### WORK REQUIRED
Pull out every line in the items below that contains the string "covered", and copy each one unchanged.
* START EXERCISE DATA *
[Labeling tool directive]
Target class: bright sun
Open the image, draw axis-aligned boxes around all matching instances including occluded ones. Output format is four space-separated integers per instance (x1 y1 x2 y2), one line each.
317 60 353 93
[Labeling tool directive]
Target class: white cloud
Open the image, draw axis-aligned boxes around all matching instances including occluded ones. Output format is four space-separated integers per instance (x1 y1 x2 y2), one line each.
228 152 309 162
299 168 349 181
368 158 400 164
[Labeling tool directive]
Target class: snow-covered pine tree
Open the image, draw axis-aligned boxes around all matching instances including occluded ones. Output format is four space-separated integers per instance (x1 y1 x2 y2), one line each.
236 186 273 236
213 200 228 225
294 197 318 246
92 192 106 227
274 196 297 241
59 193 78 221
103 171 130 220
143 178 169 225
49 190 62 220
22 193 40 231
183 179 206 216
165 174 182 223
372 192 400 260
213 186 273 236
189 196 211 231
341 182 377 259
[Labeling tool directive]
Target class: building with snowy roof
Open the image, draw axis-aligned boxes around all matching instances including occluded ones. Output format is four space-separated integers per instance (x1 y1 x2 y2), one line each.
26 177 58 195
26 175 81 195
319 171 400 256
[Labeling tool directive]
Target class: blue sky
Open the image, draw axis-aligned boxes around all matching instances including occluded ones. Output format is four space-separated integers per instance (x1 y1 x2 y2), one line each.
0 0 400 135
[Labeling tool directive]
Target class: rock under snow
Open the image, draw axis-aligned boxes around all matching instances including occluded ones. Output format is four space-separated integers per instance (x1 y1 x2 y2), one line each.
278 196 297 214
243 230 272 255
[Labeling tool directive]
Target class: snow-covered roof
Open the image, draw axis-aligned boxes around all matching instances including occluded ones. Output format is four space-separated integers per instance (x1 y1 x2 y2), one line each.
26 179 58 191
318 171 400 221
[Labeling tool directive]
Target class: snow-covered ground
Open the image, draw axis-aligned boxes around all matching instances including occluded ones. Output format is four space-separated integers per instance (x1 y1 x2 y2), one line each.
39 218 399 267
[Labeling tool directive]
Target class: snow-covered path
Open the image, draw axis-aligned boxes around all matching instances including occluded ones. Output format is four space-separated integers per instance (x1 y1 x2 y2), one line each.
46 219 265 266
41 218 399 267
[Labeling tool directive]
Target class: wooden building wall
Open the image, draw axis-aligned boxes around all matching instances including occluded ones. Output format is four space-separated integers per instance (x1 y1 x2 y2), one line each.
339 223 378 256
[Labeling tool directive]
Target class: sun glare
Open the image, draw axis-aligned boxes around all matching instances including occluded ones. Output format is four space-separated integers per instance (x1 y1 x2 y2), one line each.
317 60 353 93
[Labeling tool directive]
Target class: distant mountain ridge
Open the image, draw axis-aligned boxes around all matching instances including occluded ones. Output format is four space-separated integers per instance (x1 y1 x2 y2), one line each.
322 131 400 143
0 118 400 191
* END EXERCISE DATA *
### RESPONSE TO THIS TASK
Target class: snow-covered pine tree
Target class: snow-covered roof
Target class: snow-covered ground
Target class: snow-covered path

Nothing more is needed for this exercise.